(Stored data entries)
-.-.-

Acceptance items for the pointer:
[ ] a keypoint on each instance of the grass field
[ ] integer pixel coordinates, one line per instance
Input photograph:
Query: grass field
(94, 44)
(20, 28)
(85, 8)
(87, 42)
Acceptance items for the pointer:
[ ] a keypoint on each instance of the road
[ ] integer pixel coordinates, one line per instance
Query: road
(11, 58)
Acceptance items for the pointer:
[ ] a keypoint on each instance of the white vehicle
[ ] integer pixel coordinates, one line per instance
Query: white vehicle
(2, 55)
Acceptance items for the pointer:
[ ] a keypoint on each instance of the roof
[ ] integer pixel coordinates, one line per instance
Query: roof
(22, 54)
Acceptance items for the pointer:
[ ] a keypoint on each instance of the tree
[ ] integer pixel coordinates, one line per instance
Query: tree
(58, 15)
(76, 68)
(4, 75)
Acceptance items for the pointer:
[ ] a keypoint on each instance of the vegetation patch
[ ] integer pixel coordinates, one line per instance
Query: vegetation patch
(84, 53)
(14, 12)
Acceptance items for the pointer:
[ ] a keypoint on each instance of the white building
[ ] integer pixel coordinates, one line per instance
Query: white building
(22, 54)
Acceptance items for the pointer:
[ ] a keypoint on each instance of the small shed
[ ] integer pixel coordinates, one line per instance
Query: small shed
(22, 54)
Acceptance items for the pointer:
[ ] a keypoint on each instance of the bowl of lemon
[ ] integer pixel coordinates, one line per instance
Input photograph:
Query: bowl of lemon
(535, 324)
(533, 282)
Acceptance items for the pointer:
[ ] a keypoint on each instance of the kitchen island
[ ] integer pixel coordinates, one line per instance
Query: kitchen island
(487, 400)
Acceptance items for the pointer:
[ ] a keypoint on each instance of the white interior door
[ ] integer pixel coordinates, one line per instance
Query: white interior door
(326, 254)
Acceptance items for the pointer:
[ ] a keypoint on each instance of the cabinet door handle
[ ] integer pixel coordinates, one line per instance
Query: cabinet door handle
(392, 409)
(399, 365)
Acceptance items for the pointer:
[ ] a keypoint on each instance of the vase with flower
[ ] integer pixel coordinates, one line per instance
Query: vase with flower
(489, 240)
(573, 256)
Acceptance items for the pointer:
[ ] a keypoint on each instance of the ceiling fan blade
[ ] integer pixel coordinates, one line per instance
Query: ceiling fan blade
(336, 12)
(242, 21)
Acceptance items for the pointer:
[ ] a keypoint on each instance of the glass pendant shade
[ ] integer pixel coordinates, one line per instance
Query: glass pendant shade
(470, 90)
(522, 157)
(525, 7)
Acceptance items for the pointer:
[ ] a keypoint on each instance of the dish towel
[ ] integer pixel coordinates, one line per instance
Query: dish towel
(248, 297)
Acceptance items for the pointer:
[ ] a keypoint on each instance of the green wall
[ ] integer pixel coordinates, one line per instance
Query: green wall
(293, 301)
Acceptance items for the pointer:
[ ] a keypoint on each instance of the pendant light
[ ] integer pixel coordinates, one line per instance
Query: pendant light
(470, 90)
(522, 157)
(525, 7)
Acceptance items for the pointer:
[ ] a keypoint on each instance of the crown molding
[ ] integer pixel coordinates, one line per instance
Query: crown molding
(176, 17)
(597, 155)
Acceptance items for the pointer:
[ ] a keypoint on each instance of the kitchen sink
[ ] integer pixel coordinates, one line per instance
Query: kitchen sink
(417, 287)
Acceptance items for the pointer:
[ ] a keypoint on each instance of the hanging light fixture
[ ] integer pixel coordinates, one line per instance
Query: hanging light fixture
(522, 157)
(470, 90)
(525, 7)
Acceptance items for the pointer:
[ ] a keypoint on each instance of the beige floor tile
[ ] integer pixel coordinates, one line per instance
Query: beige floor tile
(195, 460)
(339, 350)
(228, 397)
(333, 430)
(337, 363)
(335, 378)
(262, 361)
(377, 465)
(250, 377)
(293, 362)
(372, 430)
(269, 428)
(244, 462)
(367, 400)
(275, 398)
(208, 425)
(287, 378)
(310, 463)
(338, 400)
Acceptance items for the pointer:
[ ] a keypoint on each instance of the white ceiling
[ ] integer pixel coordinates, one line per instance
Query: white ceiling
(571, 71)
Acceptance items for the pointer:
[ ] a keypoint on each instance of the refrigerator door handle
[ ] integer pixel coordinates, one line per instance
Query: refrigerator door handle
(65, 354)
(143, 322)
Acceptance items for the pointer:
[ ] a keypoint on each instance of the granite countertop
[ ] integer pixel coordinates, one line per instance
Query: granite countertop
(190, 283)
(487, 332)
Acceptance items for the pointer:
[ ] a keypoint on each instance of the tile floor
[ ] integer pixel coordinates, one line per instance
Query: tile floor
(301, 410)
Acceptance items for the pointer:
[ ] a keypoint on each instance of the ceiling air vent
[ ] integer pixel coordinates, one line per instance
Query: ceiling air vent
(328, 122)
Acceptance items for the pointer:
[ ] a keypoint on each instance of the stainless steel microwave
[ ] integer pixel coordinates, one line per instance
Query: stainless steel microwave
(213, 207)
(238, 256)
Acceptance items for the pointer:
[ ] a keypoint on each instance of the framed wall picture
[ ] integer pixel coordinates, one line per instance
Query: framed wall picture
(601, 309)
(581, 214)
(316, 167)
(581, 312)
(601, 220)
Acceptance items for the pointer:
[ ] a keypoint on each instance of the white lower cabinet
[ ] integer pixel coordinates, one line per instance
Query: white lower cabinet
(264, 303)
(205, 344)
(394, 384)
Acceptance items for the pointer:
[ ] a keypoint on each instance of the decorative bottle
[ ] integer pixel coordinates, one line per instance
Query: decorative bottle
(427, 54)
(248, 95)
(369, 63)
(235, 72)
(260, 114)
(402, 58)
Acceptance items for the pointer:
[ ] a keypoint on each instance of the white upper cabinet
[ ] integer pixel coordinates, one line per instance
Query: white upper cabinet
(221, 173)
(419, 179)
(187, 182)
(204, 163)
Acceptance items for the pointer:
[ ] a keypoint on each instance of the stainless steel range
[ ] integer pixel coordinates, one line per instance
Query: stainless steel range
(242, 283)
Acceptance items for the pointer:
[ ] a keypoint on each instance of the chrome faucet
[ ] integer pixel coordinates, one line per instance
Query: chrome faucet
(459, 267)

-.-.-

◆ **INSTRUCTIONS FOR THE TASK**
Write out every entry exactly as given.

◆ **RESULT FOR THIS EXERCISE**
Acceptance items for the pointer:
[ ] a keypoint on each instance of the grass field
[ ] integer pixel coordinates, one line per instance
Input photograph:
Query: grass field
(94, 44)
(20, 28)
(85, 8)
(87, 42)
Acceptance items for the pointer:
[ ] a keypoint on each instance of the road
[ ] integer pixel coordinates, one line per instance
Query: road
(11, 58)
Acceptance items for the pointer:
[ ] a keypoint on each instance of the white vehicle
[ ] integer pixel coordinates, one line per instance
Query: white vehicle
(2, 55)
Acceptance items for the pointer:
[ ] a keypoint on each instance of the roof
[ ] integer pixel coordinates, one line per instance
Query: roof
(22, 54)
Acceptance items for the pointer:
[ ] a keypoint on each instance of the tree
[ ] integer pixel coordinates, one line per instance
Query: tree
(58, 15)
(76, 68)
(4, 75)
Acceptance items for the pointer:
[ ] a keypoint on each instance of the vegetation patch
[ ] integer pixel coordinates, one line per instance
Query: vegetation patch
(84, 53)
(14, 12)
Acceptance items for the pointer:
[ ] a keypoint on each instance of the white building
[ ] integer pixel coordinates, one line per instance
Query: white building
(22, 54)
Acceptance items for the pointer:
[ ] a keypoint on each instance of the small shed
[ ] integer pixel coordinates, one line per instance
Query: small shed
(22, 54)
Acceptance items for the pointer:
[ ] a keypoint on each instance of the bowl of lemon
[ ] integer pixel coordinates, one line per instance
Input photograph:
Query: bowl of lemon
(535, 324)
(533, 282)
Acceptance items for the pointer:
[ ] a keypoint on each instance of the kitchen island
[ ] integer pixel coordinates, one line per instance
Query: kitchen island
(487, 400)
Acceptance items for the pointer:
[ ] a keypoint on each instance of the white interior door
[ ] integer pixel coordinates, one line per instance
Query: white interior door
(326, 254)
Acceptance items for the pointer:
[ ] a keypoint on each instance of the cabinet door handle
[ ] integer pixel coordinates, one line per instance
Query: cabinet door handle
(392, 409)
(399, 365)
Acceptance items for the pointer:
[ ] a keypoint on each instance of the vase with flower
[ ] integer pixel coordinates, one line per instance
Query: vase with flower
(489, 240)
(573, 256)
Acceptance items for the pointer:
[ ] a keypoint on each instance of the ceiling fan blade
[ ] integer pixel coordinates, one line per instance
Query: ceiling fan blade
(336, 12)
(242, 21)
Acceptance items for the pointer:
[ ] a keypoint on each instance of the glass pendant shade
[ ] integer pixel coordinates, one line per instance
Query: glass pendant shade
(470, 90)
(522, 157)
(525, 7)
Acceptance items for the pointer:
[ ] a keypoint on each instance of the dish towel
[ ] integer pixel coordinates, one line per instance
Query: dish towel
(248, 297)
Acceptance items for the pointer:
[ ] a keypoint on each instance of the green wall
[ ] integer pixel coordinates, one line per instance
Query: green wall
(293, 301)
Acceptance items for the pointer:
[ ] a keypoint on each instance of the pendant light
[ ] integer pixel coordinates, one line per instance
Query: pendant light
(470, 90)
(522, 157)
(525, 7)
Acceptance items for the pointer:
[ ] a keypoint on each instance of the crown molding
[ ] integer pixel coordinates, one line per instance
Query: crown molding
(176, 17)
(597, 155)
Acceptance items for the pointer:
[ ] a keypoint on each instance of the kitchen sink
[ ] integer pixel coordinates, one line per instance
Query: kitchen sink
(417, 287)
Acceptance items for the pointer:
[ ] a keypoint on each instance of the hanging light fixture
[ ] integer pixel coordinates, one line per instance
Query: hanging light fixture
(522, 157)
(470, 90)
(525, 7)
Acceptance items for the pointer:
[ ] a keypoint on each instance of the beige floor tile
[ ] integer pixel coordinates, one line per instance
Query: beige floor tile
(195, 460)
(339, 350)
(228, 397)
(333, 430)
(337, 363)
(335, 378)
(262, 361)
(377, 465)
(250, 377)
(293, 362)
(372, 430)
(269, 428)
(244, 462)
(367, 400)
(275, 398)
(208, 425)
(287, 378)
(310, 463)
(338, 400)
Acceptance items for the pointer:
[ ] a keypoint on each instance of the white ceiling
[ ] integer pixel coordinates, one line per instance
Query: white ceiling
(571, 71)
Acceptance items for the pointer:
[ ] a keypoint on each instance of the refrigerator door handle
[ ] integer pixel coordinates, one line per instance
Query: refrigerator door handle
(65, 354)
(143, 322)
Acceptance items for the pointer:
[ ] a keypoint on each instance of the granite countertop
[ ] integer pixel coordinates, one line per instance
Query: granite countertop
(190, 283)
(487, 332)
Acceptance items for the pointer:
[ ] a keypoint on each instance of the tile floor
[ ] integer pixel coordinates, one line per instance
Query: tile floor
(301, 410)
Acceptance items for the pointer:
[ ] a keypoint on each instance of the ceiling air vent
[ ] integer pixel coordinates, one line per instance
Query: ceiling air vent
(328, 122)
Acceptance items for the pointer:
[ ] a keypoint on each instance of the stainless steel microwave
[ ] integer pixel coordinates, one line per instance
Query: stainless steel microwave
(213, 207)
(238, 256)
Acceptance items for the pointer:
[ ] a keypoint on each instance of the framed wall picture
[ ] integer pixel coordinates, one line per instance
Query: framed wall picture
(601, 309)
(581, 214)
(316, 167)
(581, 312)
(601, 220)
Acceptance items for the pointer:
[ ] a keypoint on each instance of the white lower cabinet
[ ] integer pixel coordinates, one line per instance
Query: white lower cabinet
(264, 303)
(205, 344)
(394, 384)
Acceptance items for the pointer:
[ ] a keypoint on each instance of the decorative bottle
[ ] integer pixel coordinates, one line per instance
Query: decorative bottle
(427, 54)
(248, 95)
(369, 63)
(235, 72)
(260, 114)
(402, 58)
Acceptance items for the pointer:
[ ] a keypoint on each instance of the white upper cabinet
[ ] integer pixel coordinates, one line per instance
Query: white upper cabinet
(221, 173)
(419, 179)
(187, 182)
(204, 163)
Acceptance items for the pointer:
[ ] a keypoint on each instance of the stainless steel range
[ ] integer pixel coordinates, one line per instance
Query: stainless steel range
(242, 283)
Acceptance items for the pointer:
[ ] a keypoint on each instance of the chrome faucet
[ ] integer pixel coordinates, one line per instance
Query: chrome faucet
(459, 267)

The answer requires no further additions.